[begin Data supplied]

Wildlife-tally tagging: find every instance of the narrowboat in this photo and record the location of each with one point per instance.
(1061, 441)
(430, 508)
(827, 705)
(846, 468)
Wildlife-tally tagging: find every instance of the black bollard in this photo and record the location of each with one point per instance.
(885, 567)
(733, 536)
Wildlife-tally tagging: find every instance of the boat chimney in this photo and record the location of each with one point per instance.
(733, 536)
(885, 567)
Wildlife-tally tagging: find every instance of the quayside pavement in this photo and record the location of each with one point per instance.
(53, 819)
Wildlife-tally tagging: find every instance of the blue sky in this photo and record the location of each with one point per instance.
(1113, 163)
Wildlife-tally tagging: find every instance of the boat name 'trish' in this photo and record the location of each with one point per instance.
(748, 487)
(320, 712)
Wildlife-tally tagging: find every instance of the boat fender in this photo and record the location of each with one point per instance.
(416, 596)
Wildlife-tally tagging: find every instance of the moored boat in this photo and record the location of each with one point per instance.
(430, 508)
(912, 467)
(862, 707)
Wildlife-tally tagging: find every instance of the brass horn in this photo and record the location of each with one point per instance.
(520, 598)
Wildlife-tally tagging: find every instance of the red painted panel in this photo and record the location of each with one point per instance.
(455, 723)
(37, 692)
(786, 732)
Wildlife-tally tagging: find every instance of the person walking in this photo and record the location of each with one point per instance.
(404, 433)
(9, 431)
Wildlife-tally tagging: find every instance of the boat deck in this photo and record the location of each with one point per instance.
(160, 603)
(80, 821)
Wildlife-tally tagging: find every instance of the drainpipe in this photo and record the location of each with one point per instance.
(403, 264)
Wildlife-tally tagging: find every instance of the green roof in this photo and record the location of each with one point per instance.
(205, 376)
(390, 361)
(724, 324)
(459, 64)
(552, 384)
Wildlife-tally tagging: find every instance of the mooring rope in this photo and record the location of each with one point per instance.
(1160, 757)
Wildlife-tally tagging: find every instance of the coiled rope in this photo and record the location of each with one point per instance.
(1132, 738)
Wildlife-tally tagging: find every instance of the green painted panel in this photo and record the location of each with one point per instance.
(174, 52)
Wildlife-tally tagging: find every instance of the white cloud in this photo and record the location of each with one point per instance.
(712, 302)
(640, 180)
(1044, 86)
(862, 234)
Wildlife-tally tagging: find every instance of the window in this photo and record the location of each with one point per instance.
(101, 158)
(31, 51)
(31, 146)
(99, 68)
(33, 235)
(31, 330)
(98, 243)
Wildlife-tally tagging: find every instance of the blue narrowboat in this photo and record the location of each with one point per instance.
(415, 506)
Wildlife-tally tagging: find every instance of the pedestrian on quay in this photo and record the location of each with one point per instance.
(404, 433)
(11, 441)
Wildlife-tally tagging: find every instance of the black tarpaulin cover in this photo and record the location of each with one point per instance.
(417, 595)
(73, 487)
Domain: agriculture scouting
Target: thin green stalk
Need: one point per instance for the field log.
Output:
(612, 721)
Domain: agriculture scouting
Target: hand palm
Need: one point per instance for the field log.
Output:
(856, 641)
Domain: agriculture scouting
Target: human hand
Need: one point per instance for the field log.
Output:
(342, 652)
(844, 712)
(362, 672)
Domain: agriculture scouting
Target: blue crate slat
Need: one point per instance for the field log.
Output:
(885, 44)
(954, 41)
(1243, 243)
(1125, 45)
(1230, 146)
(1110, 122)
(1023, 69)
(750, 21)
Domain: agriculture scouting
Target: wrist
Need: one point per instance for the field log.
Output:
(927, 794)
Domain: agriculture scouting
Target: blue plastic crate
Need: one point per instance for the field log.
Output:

[end Data supplied]

[Problem to work on]
Reproduce each line verbatim.

[In response]
Wildlife-tally tagging: find every instance of the narrowboat in this photo and record the location of each with one point per instance.
(1061, 441)
(430, 508)
(827, 705)
(846, 468)
Wildlife-tally tagging: find every instance of the black bollard in this photo and record the location of each with one point per instance.
(885, 567)
(733, 536)
Wildlife-tally tagging: find every instance of the boat chimney in this photo and record the location of each with one point per instance.
(733, 536)
(885, 567)
Wildlife-tally tagging: find every instance of the quayside pavement in this photo and record the location of each with one point per instance.
(53, 819)
Wildlife-tally tagging: find every instance of the blue sky in this photo and record the location of each with one point per instance.
(1113, 163)
Wildlife-tally tagging: find every instance of the boat name 'trish' in this photo and record the location of each with one point per instance.
(748, 487)
(320, 712)
Wildlife-tally tagging: find every instance of the boat fender in this photo and record the location of each with one point per instance.
(416, 596)
Wildlife-tally tagging: find every instance of the moored boat in this photo and record the location of each with one point per instance.
(430, 508)
(912, 467)
(862, 707)
Wildlife-tally tagging: find every instance of the brass horn in this photo and record the location of each with one point per instance.
(520, 598)
Wildlife-tally tagging: find every instance of the red painted panel in this photo and record the location of each with one point per instance.
(455, 723)
(37, 692)
(786, 732)
Wildlife-tally tagging: find every instance of the person walking in this photo and record the location of each with one point per instance.
(404, 433)
(9, 431)
Wildlife-tally tagging: find every instance of the boat deck in this photo and record the location of each with one point per instance.
(160, 603)
(80, 821)
Wildlife-tally tagging: find every instance of the drainpipe in this photo and record the location of each with one point per instance.
(403, 264)
Wildlife-tally tagging: find every instance of the green roof in this photo and record the location of each with one point per instance.
(205, 376)
(390, 361)
(724, 324)
(459, 64)
(552, 384)
Wildlife-tally tagging: find every instance of the mooring rope in this photo and record the location of each with one point per instance.
(1160, 757)
Wildlife-tally tagging: find every instance of the coiled rope in this photo and record the location of each with one point per instance.
(1132, 738)
Wildlife-tally tagging: find every instance of the green painted panel in this photo and record the location of each with one point per instance.
(174, 52)
Wildlife-tally tagging: find every instance of the white cloud in this photo and record the location of each with one point per instance.
(712, 302)
(640, 180)
(1044, 86)
(862, 234)
Wildlife-tally tagging: find every instance of the window in this photo and record the location of each with one point per instance.
(101, 158)
(31, 51)
(31, 146)
(99, 68)
(33, 235)
(31, 330)
(98, 243)
Wildlife-tally tagging: find every instance of the blue narrowboat in this photo and record the location of each with one point per instance.
(415, 506)
Wildlife-tally tagging: find every instance of the pedestrian on quay in this photo and record the location of each with one point per instance.
(404, 433)
(11, 441)
Wildlife-tally tagging: find every instance of the black tarpaulin cover in this photo and record the location of each with one point per instance.
(417, 595)
(73, 487)
Domain: agriculture scouting
Target: thin green stalk
Need: one point per instance for the field log.
Output:
(612, 721)
Domain: agriculture scouting
Target: hand palm
Need: one point per instance for the field log.
Output:
(856, 641)
Domain: agriculture scouting
Target: human hand
Need: one point per instance for the field log.
Output:
(342, 652)
(844, 712)
(362, 672)
Domain: agriculture scouting
Target: blue crate slat
Need: one point per instance for the field log.
Output:
(885, 44)
(954, 41)
(1243, 243)
(1125, 45)
(1230, 146)
(1110, 122)
(1023, 69)
(750, 21)
Domain: agriculture scouting
Target: wrist
Need: one point per instance for the field log.
Output:
(927, 794)
Domain: agriculture scouting
Target: blue plastic crate
Need: one point per instance for the field log.
Output:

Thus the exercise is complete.